STATED GOAL: Render every line of the listing below as a JSON array of strings, one string per line, with blank lines omitted.

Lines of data
^^^^

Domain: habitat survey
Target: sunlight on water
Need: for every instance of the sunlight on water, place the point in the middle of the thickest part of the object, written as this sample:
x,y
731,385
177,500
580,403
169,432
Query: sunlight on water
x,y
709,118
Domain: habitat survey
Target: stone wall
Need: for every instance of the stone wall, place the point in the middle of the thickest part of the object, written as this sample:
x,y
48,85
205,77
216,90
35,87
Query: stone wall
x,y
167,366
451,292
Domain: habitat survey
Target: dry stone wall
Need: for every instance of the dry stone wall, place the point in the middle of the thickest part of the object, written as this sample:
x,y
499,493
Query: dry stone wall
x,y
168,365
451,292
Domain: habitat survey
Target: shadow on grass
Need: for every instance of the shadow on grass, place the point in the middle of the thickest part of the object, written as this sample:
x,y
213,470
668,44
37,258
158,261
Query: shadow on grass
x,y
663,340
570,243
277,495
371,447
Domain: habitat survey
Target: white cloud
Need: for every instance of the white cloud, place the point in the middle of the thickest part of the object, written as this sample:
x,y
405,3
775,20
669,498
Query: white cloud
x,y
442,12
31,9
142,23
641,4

^^^^

COMPLETE OUTPUT:
[
  "Domain: habitat survey",
  "Target: sunlight on water",
  "Need: for every instance of the sunlight on water, place the point in the middle of the thickest part of the object, written as this sample:",
  "x,y",
  "731,385",
  "177,500",
  "580,403",
  "169,432",
  "Query: sunlight on water",
  "x,y",
  "709,118",
  "Domain: habitat survey",
  "Target: stone wall",
  "Need: for every instance of the stone wall, place the point in the middle of the thickest part of the object, written as this sample:",
  "x,y",
  "48,85",
  "205,77",
  "216,90",
  "35,87",
  "Query: stone wall",
  "x,y",
  "167,366",
  "451,292",
  "Domain: habitat survey",
  "Target: dry stone wall",
  "Need: for every instance of the dry stone wall, place the point in the middle of the thickest part of the object, written as this sample:",
  "x,y",
  "499,493",
  "Query: dry stone wall",
  "x,y",
  "168,365",
  "451,292",
  "Domain: habitat survey",
  "Target: shadow on grass",
  "Need: for every instance of the shadow on grass, place the point in the middle of the thickest part of the object, written as this sample:",
  "x,y",
  "213,470",
  "668,44",
  "37,258",
  "158,261",
  "Query: shadow on grass",
  "x,y",
  "663,340",
  "570,243",
  "277,495",
  "371,447",
  "Domain: habitat survey",
  "Target: white cloud",
  "Need: for every instance of the white cloud, place the point in the middle of the thickest part of the object, written as this sample:",
  "x,y",
  "405,3",
  "775,20",
  "669,498",
  "Query: white cloud",
  "x,y",
  "442,12",
  "31,9",
  "142,23",
  "641,4"
]